### [What you will do]
Could you print every record below exactly as written?
========================================
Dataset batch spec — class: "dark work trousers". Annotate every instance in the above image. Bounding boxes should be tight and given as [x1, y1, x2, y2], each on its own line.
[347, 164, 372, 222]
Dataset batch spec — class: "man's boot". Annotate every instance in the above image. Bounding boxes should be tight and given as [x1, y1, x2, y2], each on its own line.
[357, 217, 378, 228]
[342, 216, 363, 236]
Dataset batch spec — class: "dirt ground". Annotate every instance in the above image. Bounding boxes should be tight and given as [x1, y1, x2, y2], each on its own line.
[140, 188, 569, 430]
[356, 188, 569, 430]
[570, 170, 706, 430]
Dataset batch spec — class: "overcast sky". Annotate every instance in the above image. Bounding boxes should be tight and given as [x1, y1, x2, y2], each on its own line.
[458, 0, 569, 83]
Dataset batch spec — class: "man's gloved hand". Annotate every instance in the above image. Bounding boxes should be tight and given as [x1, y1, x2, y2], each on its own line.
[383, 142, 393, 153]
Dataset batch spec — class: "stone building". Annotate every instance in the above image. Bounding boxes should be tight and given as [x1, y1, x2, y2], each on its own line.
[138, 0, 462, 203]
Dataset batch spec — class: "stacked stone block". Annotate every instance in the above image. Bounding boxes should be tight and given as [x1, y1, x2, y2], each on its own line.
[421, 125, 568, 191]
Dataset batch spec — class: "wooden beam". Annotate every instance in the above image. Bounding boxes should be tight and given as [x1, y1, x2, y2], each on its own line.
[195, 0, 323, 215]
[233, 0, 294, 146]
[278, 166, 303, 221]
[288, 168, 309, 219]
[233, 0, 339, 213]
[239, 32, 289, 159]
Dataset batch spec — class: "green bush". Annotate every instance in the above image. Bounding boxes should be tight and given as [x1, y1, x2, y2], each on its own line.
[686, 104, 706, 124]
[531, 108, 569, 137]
========================================
### [Task response]
Dataset batch spec — class: "dark work trousers". Annotate every instance in the above image. Bounding boxes should be tight and given as [x1, y1, x2, y2], each on its own line.
[347, 164, 372, 222]
Dataset batch spec — class: "man's boot". Annotate every instance in the above image. Bounding boxes should be tight and given as [x1, y1, x2, y2], each on its own line.
[357, 217, 378, 228]
[342, 216, 363, 236]
Dataset batch spec — class: "dirt ground". Annotate every instance in the above image. Bounding boxes should be tight and given as [x1, y1, x2, y2], each on its own line.
[140, 188, 569, 430]
[356, 188, 569, 430]
[570, 170, 706, 430]
Dataset batch spec — class: "overcast sky". Annotate every instance in the above image. Bounding boxes should be tight and given as [x1, y1, x2, y2], each on its own line.
[458, 0, 569, 83]
Dataset batch spec — class: "man's gloved hand". Annotate every instance in the above image. Bounding boxes should be tight and given as [x1, y1, x2, y2], each on its own line.
[383, 142, 393, 153]
Dataset batch spec — class: "stone building". Annotate every instance in the above image. Bounding boxes should be tight and given as [x1, y1, x2, y2], each on its own line.
[138, 0, 462, 203]
Dataset batch spec — class: "stacked stone block". Annotate every instance in the above image. Bounding boxes should be tight and given as [x1, y1, x2, y2], each on its own line.
[421, 125, 568, 191]
Dataset batch spec — class: "wooden beam". Annotate every instance in the above image. Bounding boxes should be tight and given as [x1, y1, x2, y2], each on its own line.
[195, 0, 323, 215]
[233, 0, 294, 146]
[278, 166, 303, 221]
[288, 168, 309, 219]
[233, 0, 339, 213]
[239, 32, 289, 159]
Dataset batch spec — class: "green bush". Annotate every instance in the above image. Bounding boxes should be tight and given as [x1, y1, x2, y2], each on its own line.
[686, 104, 706, 124]
[531, 108, 569, 137]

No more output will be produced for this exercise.